> Exercise
Rewrite the listing below, changing "in this frame" to "in this image" wherever it occurs and keeping everything else the same. Omit the pictures from your version.

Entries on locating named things
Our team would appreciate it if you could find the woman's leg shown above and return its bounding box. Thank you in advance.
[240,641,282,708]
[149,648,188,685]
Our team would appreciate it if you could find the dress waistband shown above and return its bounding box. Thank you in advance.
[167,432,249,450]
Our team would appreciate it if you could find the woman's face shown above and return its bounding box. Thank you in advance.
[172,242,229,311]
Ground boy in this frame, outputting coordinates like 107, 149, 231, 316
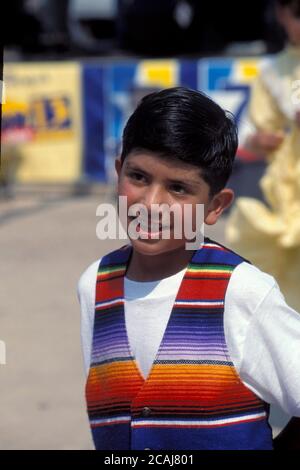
78, 87, 300, 450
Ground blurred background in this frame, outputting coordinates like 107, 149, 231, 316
0, 0, 285, 449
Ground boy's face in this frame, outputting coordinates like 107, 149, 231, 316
277, 7, 300, 46
115, 151, 233, 255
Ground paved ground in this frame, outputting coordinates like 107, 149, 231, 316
0, 189, 290, 449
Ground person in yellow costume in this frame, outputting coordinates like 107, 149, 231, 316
225, 0, 300, 311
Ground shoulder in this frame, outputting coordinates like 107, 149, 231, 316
77, 258, 102, 298
226, 262, 278, 312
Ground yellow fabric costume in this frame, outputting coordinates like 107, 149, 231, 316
226, 46, 300, 311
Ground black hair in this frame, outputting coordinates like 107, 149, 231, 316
121, 87, 238, 196
276, 0, 300, 18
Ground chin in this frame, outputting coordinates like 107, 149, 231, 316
130, 239, 185, 256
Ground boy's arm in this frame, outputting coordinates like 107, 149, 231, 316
273, 418, 300, 450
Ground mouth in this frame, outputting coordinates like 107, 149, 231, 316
128, 216, 171, 235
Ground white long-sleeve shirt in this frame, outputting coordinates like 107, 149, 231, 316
78, 259, 300, 416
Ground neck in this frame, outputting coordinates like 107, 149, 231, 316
126, 249, 194, 282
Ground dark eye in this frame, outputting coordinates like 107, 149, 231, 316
171, 184, 187, 194
128, 171, 145, 181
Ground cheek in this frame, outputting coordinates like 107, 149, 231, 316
118, 180, 138, 200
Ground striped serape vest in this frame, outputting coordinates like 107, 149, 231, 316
86, 239, 272, 450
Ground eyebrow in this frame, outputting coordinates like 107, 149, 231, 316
127, 163, 200, 186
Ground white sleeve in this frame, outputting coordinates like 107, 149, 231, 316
224, 263, 300, 416
77, 259, 101, 375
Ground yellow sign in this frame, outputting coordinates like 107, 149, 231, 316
2, 62, 82, 182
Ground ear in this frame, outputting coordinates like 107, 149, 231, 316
115, 157, 122, 178
204, 188, 234, 225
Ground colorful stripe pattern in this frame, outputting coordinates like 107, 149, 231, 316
86, 239, 271, 450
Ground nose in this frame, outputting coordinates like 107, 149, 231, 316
141, 185, 167, 210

> Written reply
Our team would appreciate it if you could find the woman's leg shown above and return its bounding box. Thank you in advance.
[240,641,282,708]
[149,648,188,685]
Our team would appreciate it if you could find the dress waistband shown above and return its bounding box. Thank you in advance.
[167,432,249,450]
Our team would appreciate it if you could find the woman's face shown above and return its bounding box. Thank you in advance.
[172,242,229,311]
Ground boy in this image, outputting coordinates like 107, 149, 231, 316
78, 87, 300, 450
Ground blurred background in this image, outputting coordinates like 107, 149, 231, 316
0, 0, 285, 449
Ground boy's face in this image, outputting coordinates like 107, 149, 231, 316
277, 7, 300, 46
115, 151, 233, 255
Ground paved ground in this image, outputting coordinates like 107, 149, 231, 316
0, 189, 290, 449
Ground person in yellow costume in this image, outputting coordinates like 107, 149, 231, 316
225, 0, 300, 311
Ground shoulder in this image, outputting coordinates like 107, 149, 231, 316
77, 258, 102, 298
226, 262, 278, 312
Ground yellow fabric costume in this image, outputting coordinates like 107, 149, 231, 316
226, 46, 300, 311
Ground black hair in this image, outputting coordinates like 107, 149, 231, 316
121, 87, 238, 196
276, 0, 300, 18
Ground chin in this image, outputting coordinates like 107, 149, 231, 316
130, 239, 185, 256
Ground boy's arm in this image, outputting coordinates like 107, 149, 231, 316
273, 418, 300, 450
Ground mouth in this image, outputting coordinates like 107, 149, 231, 316
128, 216, 171, 235
Ground white long-sleeve shirt in this image, outputting coordinates like 107, 149, 231, 316
78, 259, 300, 416
Ground neck in this image, outputting coordinates like 107, 149, 231, 316
126, 249, 194, 282
Ground dark eye in this image, outputting coordinates like 107, 149, 231, 316
171, 184, 187, 194
128, 171, 145, 181
Ground cheek in this image, outputting coordinates like 107, 149, 231, 316
118, 180, 138, 200
Ground striped serape vest in this image, outputting coordinates like 107, 149, 231, 316
86, 239, 272, 450
Ground eyebrow in this image, outputting coordinates like 107, 149, 231, 316
127, 163, 200, 186
Ground white sleeve in this image, outputting coordinates like 107, 149, 231, 316
224, 263, 300, 416
77, 259, 101, 375
Ground yellow sign in this image, outputting coordinates like 107, 149, 231, 316
2, 62, 82, 182
Ground ear in this image, outputting coordinates like 107, 149, 231, 316
115, 157, 122, 178
204, 188, 234, 225
Ground colorful stripe pattern in this image, outputting coordinates like 107, 149, 231, 316
86, 239, 271, 450
Ground nose in this image, outputting coordinates like 107, 149, 231, 316
141, 185, 167, 210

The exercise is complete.